- [SOURCE PASSAGE]:
The UK’s largest dinosaur footprint trackways have been unearthed


The UK’s largest dinosaur trackway site has been discovered at a quarry in Oxfordshire.
About 200 large footprints, made 166 million years ago, criss-cross the limestone floor.
They revealed the comings and goings of two different types of dinosaurs believed to be a long-necked sauropod called Cetiosaurus and the smaller meat-eating Megalosaurus.
The longest trackway is 150m long, but it can be extended as only part of the quarry has been excavated.
“This is one of the most impressive track sites I’ve seen, in terms of scale, in terms of the size of the tracks,” said Prof Kirsty Edgar, a micropalaeontologist from the University of Birmingham.
“You can step back in time and get an idea of what it’s like, these big creatures going around, going about their own business.”

The tracks were first discovered by Gary Johnson, a worker at Dewars Farm Quarry, while he was driving a digger.

- [RAW DATA]:
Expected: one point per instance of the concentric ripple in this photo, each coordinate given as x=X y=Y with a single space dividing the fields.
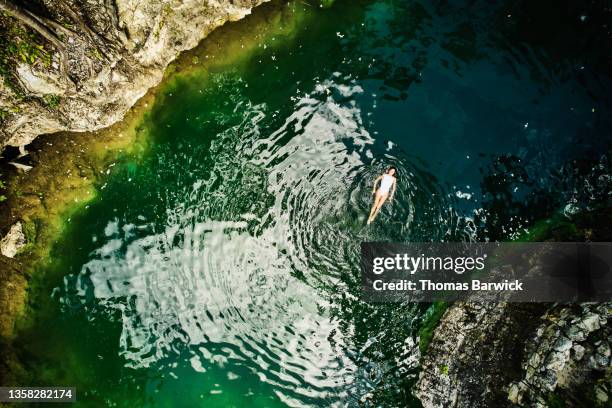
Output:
x=261 y=230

- [GOAL]: Quote the stretch of the dinosaur trackway article from "They revealed the" through "has been excavated.". This data has nothing to do with the article about the dinosaur trackways.

- [RESULT BELOW]:
They revealed the comings and goings of two different types of dinosaurs believed to be a long-necked sauropod called Cetiosaurus and the smaller meat-eating Megalosaurus.
The longest trackway is 150m long, but it can be extended as only part of the quarry has been excavated.